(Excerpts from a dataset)
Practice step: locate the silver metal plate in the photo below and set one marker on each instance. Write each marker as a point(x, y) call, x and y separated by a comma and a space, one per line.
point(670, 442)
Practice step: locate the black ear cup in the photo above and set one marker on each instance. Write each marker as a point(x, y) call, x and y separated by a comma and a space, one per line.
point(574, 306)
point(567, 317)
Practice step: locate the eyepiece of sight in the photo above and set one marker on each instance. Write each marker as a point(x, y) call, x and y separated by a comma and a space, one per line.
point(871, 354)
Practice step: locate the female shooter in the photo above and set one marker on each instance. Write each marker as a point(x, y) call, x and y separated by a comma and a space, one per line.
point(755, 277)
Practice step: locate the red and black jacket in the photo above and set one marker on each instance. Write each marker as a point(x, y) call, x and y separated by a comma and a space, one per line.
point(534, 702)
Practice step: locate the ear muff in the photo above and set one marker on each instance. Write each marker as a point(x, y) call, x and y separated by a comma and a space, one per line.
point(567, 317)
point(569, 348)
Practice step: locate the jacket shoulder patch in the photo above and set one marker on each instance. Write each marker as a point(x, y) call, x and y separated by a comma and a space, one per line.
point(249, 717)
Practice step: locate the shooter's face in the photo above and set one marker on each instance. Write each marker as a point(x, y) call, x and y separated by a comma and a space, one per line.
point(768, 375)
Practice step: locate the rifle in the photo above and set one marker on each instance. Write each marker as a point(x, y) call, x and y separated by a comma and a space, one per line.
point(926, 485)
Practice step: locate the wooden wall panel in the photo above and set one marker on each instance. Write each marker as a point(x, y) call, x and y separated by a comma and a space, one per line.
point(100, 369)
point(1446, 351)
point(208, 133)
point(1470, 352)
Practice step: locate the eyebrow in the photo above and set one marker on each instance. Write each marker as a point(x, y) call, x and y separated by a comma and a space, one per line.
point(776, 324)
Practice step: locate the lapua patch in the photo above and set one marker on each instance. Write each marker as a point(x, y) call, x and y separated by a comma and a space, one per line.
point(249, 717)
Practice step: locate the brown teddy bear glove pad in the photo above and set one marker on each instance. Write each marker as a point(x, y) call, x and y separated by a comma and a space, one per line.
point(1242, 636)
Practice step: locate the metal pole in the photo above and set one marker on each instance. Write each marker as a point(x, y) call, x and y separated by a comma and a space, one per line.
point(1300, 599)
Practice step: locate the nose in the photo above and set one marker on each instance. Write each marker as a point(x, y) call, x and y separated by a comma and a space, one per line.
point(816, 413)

What needs to be done ->
Copy every record above exactly as it stands.

Response to this exercise ->
Practice step: locate the silver metal plate in the photo below and set one marker on each instance. Write each marker as a point(x, y) call, x and y separated by a comma and a space, one per line.
point(670, 442)
Practice step: locate the black ear cup in the photo above and set one marker on each instance. Write each marker as a point(x, y) call, x and y separated by a comma and a space, one per line.
point(574, 306)
point(567, 317)
Practice step: locate the eyepiece of sight in the photo above and set one marker on each instance. Write each marker as a point(x, y) call, x and y separated by a comma and a space, one per line.
point(871, 354)
Practice step: locate the female shooter in the photo above and set one marker on each instance. Write each marker as a point(x, y) call, x and y separated by a comma and a space, one per line.
point(755, 277)
Practice step: locate the red and black jacket in the photo above and set one marker on each instance. Write each marker as a point(x, y) call, x and y separated by a comma and a space, one per line.
point(534, 702)
Practice step: locate the ear muff in the photo above and set one marker on each instance. Write each marker as a point(x, y) call, x and y separated by a comma and a space, one per line.
point(567, 317)
point(569, 348)
Practice step: locate the jacket shoulder patch in the photo above and set one marker on each instance. Write each marker as a point(x, y) call, x and y separated by a comma and a space, one per line.
point(249, 717)
Practice step: locate the shooter's face in the photo above and set one marker on each instance. Write each marker as a point(x, y) call, x and y separated by a comma and a space, one per line.
point(768, 375)
Practice step: locate the rifle in the photo above and set one marker on each instance. Write each marker as a point(x, y) call, x and y separated by a comma and a space, one per line.
point(926, 485)
Practice step: locate the wooden wall panel in the photo above and set one marker on each instance. Write each marker as a point(x, y) call, x and y separated by a comma and a space, one per line.
point(100, 369)
point(1446, 351)
point(208, 133)
point(1470, 352)
Practice step: locate the eyebrow in the photo above and set one marker on each instance. Write each marker as a point(x, y) call, x and y separated by a comma and a space, one per line.
point(776, 324)
Practice step: locate the lapua patch in the photo above and set one marker on each instance. Write each marker as a point(x, y) call, x and y separated by a comma and a space, one per line.
point(249, 717)
Practice step: locate the brown teddy bear glove pad in the photo above and set one marker on each instance. Write each marker as a point(x, y) call, x and y separated by a comma and a space, one per line.
point(1242, 636)
Practice step: locate the metal pole in the photo above and set one marker on each instance. Write each marker as a point(x, y) call, x and y separated by a comma and a space, one per line.
point(1300, 599)
Practice step: locate the nose in the photo above and set one marker on each instance. Write each marker as a point(x, y) call, x and y separated by a comma and a space, one per line.
point(816, 413)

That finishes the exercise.